__Task instructions__. Copy out every item with "Locate" in place of each "Point out", changing nothing else, and leave the pictures out of your answer.

───── Exercise data ─────

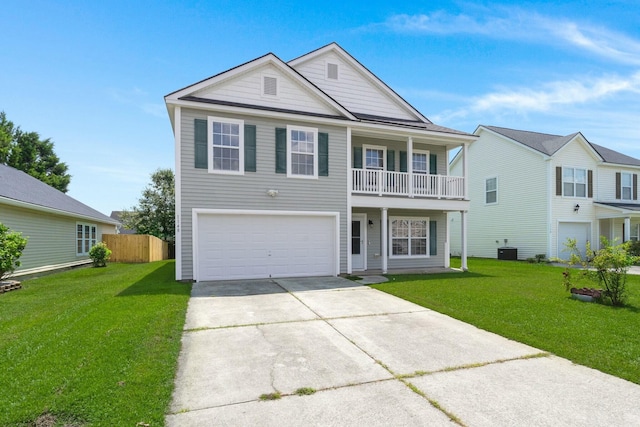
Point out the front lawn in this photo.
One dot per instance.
(528, 303)
(92, 346)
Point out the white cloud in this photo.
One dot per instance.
(547, 98)
(519, 24)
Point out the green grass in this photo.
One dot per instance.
(92, 346)
(528, 303)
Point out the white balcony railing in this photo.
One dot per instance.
(385, 183)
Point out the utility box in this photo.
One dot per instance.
(507, 253)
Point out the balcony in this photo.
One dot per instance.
(386, 183)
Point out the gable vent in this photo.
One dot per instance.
(332, 71)
(270, 86)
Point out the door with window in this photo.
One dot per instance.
(358, 241)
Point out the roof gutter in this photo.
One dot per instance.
(18, 203)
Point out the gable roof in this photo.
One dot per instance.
(375, 80)
(550, 144)
(195, 94)
(190, 93)
(18, 187)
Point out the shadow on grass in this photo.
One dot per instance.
(441, 276)
(159, 282)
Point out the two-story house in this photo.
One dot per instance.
(309, 167)
(531, 191)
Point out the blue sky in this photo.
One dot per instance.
(92, 75)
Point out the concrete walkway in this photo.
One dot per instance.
(373, 360)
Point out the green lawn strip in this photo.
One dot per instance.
(528, 303)
(95, 345)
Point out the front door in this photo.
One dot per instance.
(358, 237)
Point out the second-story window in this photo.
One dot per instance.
(303, 152)
(626, 186)
(226, 140)
(491, 190)
(574, 182)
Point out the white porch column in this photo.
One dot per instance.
(465, 170)
(384, 231)
(627, 230)
(410, 164)
(463, 229)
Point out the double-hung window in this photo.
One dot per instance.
(302, 161)
(86, 238)
(626, 186)
(409, 237)
(420, 162)
(491, 190)
(574, 182)
(226, 145)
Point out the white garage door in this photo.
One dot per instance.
(252, 246)
(581, 231)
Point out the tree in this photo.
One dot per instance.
(11, 246)
(155, 213)
(27, 152)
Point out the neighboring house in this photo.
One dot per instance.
(61, 230)
(308, 167)
(531, 191)
(117, 215)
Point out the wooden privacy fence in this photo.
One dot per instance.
(136, 247)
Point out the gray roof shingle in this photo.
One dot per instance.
(549, 144)
(19, 186)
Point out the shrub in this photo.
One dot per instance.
(100, 254)
(608, 267)
(11, 246)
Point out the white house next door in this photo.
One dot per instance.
(358, 240)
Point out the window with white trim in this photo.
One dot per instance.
(491, 190)
(574, 182)
(420, 161)
(86, 238)
(626, 186)
(302, 158)
(409, 237)
(374, 157)
(226, 145)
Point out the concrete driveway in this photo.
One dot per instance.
(373, 360)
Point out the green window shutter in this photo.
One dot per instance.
(391, 160)
(433, 164)
(403, 161)
(281, 150)
(200, 149)
(357, 157)
(249, 148)
(433, 238)
(323, 154)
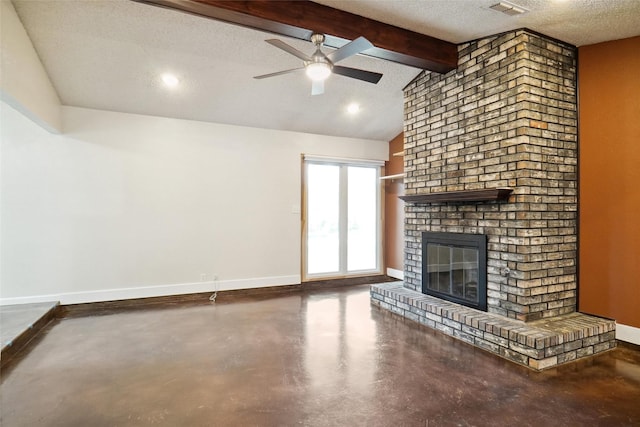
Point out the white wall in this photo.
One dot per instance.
(125, 206)
(24, 84)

─────

__Answer__.
Locate the front lawn in this photo.
One dot per instance.
(528, 303)
(92, 346)
Locate the white cloud in this photo.
One dot per instance.
(547, 98)
(519, 24)
Locate the green grass in this photo.
One dot per instance.
(92, 346)
(528, 303)
Locate the white balcony railing in this photo.
One dot per instance.
(385, 183)
Locate the utility box in this photo.
One dot per instance.
(507, 253)
Locate the balcony in this photo.
One dot per instance.
(386, 183)
Locate the gable vent in this photo.
One dot per instance.
(332, 71)
(270, 86)
Locate the door with window in this photo.
One dot per instance.
(358, 241)
Locate the roof gutter in this photo.
One dot per instance.
(18, 203)
Locate the gable roof in this photo.
One dot per instance.
(375, 80)
(550, 144)
(195, 94)
(190, 93)
(18, 187)
Locate the shadow on grass in this photo.
One dot per instance.
(441, 276)
(159, 282)
Locate the two-story house in this photo.
One dot per instance.
(309, 167)
(531, 191)
Locate the blue sky in this photo.
One dot per instance.
(92, 75)
Locate the concrete walkway in this photo.
One dot per instance.
(373, 360)
Locate the green lawn strip in this photo.
One dot per instance.
(528, 303)
(95, 345)
Locate the front door in this photo.
One dot per instance.
(358, 237)
Locate the second-story window in this photo.
One dot per instance.
(303, 152)
(626, 186)
(226, 140)
(491, 190)
(574, 182)
Locate the white porch column in this photo.
One dot per instance.
(465, 170)
(384, 231)
(627, 230)
(410, 164)
(463, 229)
Locate the double-hung window in this photo.
One dot per instance.
(302, 161)
(86, 238)
(626, 186)
(409, 237)
(420, 162)
(491, 190)
(574, 182)
(226, 145)
Locate the white garage door in this photo.
One dot per instance.
(252, 246)
(581, 231)
Locate the tree in this photo.
One dot per instance.
(11, 246)
(155, 213)
(27, 152)
Locate the neighboring house in this photo.
One dot per instance.
(61, 230)
(308, 167)
(531, 191)
(117, 215)
Locate the wooden privacy fence in this photo.
One dot per instance.
(136, 247)
Locate the gray roof shingle in this photo.
One dot per instance.
(549, 144)
(19, 186)
Locate the shrub in this photo.
One dot per instance.
(100, 254)
(608, 267)
(11, 246)
Locate the white house next door in this photo.
One dot per instance.
(358, 240)
Locate the window with white trim in this photo.
One dot per instance.
(491, 190)
(574, 182)
(420, 161)
(86, 238)
(626, 186)
(302, 158)
(409, 237)
(374, 157)
(226, 145)
Locate the concrete driveway in this photo.
One dot per instance.
(373, 360)
Locate the green window shutter in this photo.
One dot per instance.
(391, 160)
(433, 164)
(403, 161)
(281, 150)
(200, 149)
(357, 157)
(249, 148)
(433, 238)
(323, 154)
Locate the white wall in this photo.
One dot per instance.
(125, 206)
(24, 84)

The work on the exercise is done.